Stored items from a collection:
----
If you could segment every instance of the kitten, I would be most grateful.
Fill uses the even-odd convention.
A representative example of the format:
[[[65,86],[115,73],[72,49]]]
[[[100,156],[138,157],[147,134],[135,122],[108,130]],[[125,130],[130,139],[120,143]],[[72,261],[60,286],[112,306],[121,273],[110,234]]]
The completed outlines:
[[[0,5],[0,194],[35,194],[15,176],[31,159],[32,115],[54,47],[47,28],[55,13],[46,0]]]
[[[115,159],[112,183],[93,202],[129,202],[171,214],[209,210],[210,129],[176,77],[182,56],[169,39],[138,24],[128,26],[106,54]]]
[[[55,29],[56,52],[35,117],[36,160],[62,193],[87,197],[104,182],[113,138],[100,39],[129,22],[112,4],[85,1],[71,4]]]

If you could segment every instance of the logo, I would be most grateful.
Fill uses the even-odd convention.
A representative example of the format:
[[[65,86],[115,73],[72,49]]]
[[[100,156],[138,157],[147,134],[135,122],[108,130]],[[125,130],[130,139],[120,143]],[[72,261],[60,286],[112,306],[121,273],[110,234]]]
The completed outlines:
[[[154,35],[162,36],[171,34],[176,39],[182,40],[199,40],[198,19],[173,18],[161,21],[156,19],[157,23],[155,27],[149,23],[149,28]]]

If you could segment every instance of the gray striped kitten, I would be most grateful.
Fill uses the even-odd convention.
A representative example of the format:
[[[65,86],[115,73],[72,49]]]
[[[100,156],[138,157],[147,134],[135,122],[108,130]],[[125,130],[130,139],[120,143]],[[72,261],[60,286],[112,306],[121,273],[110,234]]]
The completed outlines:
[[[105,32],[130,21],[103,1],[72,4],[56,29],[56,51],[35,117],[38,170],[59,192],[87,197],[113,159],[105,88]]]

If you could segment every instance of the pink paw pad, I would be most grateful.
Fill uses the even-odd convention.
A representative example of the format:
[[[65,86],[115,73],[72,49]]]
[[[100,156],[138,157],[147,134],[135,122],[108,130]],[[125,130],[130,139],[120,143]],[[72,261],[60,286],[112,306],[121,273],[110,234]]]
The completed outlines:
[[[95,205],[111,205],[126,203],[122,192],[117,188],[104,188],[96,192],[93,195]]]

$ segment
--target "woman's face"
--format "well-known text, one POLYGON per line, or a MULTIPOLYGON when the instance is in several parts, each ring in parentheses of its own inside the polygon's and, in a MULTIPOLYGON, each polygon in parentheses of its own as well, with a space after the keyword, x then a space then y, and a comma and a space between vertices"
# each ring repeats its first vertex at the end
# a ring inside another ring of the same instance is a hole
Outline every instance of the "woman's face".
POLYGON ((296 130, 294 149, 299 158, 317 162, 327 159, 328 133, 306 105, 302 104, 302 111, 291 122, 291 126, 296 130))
----
Problem description
Filter the data above, copying each line that contains the word "segment". Treat uppercase and lowercase as different.

Final result
If you could segment every instance of the kitten, I would be most grateful.
If you could segment every instance of the logo, I would be most grateful.
If you could segment every instance of the gray striped kitten, I would be most grateful.
If you could segment every instance of the pink paw pad, I would be most grateful.
$ segment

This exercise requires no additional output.